::: Given entries

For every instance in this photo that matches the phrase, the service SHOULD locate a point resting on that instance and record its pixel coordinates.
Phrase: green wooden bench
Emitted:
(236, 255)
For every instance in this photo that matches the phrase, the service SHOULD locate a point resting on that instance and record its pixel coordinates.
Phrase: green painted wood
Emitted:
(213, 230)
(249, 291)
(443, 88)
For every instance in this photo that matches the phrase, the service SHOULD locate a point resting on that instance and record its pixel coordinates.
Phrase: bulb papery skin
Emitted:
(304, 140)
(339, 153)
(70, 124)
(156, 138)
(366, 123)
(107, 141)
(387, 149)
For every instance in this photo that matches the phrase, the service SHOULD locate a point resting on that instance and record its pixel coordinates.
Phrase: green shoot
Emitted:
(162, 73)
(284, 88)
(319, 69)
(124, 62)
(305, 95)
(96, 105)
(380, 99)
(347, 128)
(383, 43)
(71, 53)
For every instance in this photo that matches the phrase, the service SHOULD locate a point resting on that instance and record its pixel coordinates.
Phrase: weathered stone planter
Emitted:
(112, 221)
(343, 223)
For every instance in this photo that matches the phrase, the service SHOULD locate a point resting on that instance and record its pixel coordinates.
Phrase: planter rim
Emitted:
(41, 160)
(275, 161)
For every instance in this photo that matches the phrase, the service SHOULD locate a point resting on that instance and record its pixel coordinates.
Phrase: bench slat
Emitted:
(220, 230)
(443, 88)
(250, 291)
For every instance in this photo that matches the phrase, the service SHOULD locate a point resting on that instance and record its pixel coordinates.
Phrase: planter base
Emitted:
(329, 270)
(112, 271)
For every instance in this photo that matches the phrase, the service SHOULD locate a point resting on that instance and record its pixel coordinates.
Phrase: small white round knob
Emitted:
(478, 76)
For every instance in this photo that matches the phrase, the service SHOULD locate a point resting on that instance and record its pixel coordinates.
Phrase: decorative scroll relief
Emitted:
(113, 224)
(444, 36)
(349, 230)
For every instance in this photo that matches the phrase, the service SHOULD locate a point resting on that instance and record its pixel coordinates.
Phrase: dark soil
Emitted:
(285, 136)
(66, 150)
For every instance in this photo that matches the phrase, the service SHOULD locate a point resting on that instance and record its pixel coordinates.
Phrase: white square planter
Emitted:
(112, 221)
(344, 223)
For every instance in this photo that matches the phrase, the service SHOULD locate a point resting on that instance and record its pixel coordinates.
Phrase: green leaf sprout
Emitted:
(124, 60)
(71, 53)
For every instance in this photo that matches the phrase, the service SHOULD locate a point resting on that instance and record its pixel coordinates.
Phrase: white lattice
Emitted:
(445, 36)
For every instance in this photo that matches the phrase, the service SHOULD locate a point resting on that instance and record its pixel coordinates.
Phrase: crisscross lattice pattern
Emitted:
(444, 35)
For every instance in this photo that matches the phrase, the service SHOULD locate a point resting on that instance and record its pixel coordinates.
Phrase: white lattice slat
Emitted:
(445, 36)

::::::

_What to work on:_ Write out the entries above word for word.

_Finished answer:_
For every instance in this photo that matches the phrase, the service SHOULD locate a point resting on that instance and record its pixel coordinates.
Phrase: green wooden bench
Emitted:
(236, 255)
For every instance in this photo that matches the phrase, the service SHOULD locate a point resting on that instance and record its pixel coordinates.
Phrase: green painted wood
Emitted:
(213, 230)
(249, 291)
(443, 88)
For every instance in this photo that matches the phrase, the service SHOULD locate a point resting on that instance and record its pixel coordinates.
Phrase: bulb papery skin
Emitted:
(304, 140)
(339, 153)
(70, 124)
(156, 138)
(366, 123)
(107, 141)
(387, 149)
For every instance in this photo that matches the phrase, the service SHOULD locate a point resting on that instance and record its pixel coordinates.
Phrase: green shoot
Emitted:
(162, 73)
(284, 88)
(319, 69)
(124, 62)
(305, 95)
(96, 105)
(380, 99)
(347, 128)
(383, 43)
(71, 53)
For every instance in this photo that matches the phrase, the service SHOULD locate a point resting on that instance and record its pixel coordinates.
Phrase: weathered stone planter
Emitted:
(112, 221)
(343, 223)
For every instance in this photo that matches the phrase, the service SHOULD locate a point resting on that instance and record its pixel coordinates.
Phrase: planter rim
Emitted:
(41, 160)
(275, 161)
For every instance in this photo that matches the phrase, the service SHOULD locate a point resting on that instance and record its pixel coordinates.
Phrase: bench slat
Emitted:
(220, 230)
(443, 88)
(250, 291)
For every instance in this photo that matches the phrase, the service SHOULD locate a point resting on that instance and record its pixel coordinates.
Phrase: planter base
Emitted:
(329, 270)
(112, 271)
For every instance in this photo that matches the phrase, the service SHOULD locate a point resting on that instance and record its pixel coordinates.
Phrase: small white round knob
Emitted:
(478, 76)
For every instance in this photo that matches the phrase, the service SHOULD locate a point resting on that instance and record its pixel coordinates.
Phrase: decorative scroll relief
Emitted:
(113, 224)
(444, 36)
(349, 230)
For every instance in this photo that matches the phrase, the service SHOULD locate a point resting on that instance and record its pixel coordinates.
Phrase: dark soil
Emitted:
(285, 136)
(66, 150)
For every instance in this photo that matches the phrase, the service SHOULD locate a point resting on that instance and record its pixel coordinates.
Phrase: white square planter
Emitted:
(112, 221)
(344, 223)
For every instance in this photo that matches the phrase, the service SHOULD locate a point resting on that instance and record its pixel coordinates.
Phrase: green leaf sprout
Emitted:
(124, 60)
(71, 53)
For every instance in this photo that matches the phrase, the service SHOULD locate a point resting on that instance and record its pixel coordinates.
Phrase: white lattice
Emitted:
(445, 36)
For every instance in this photo that matches the phrase, the service SHOULD locate a point resting on that instance and record its pixel coordinates.
Phrase: crisscross lattice pattern
Emitted:
(444, 35)
For every instance in this photo that matches the phrase, the service SHOULD locate a point resting on that instance and record its pixel coordinates.
Phrase: white lattice slat
Emitted:
(445, 36)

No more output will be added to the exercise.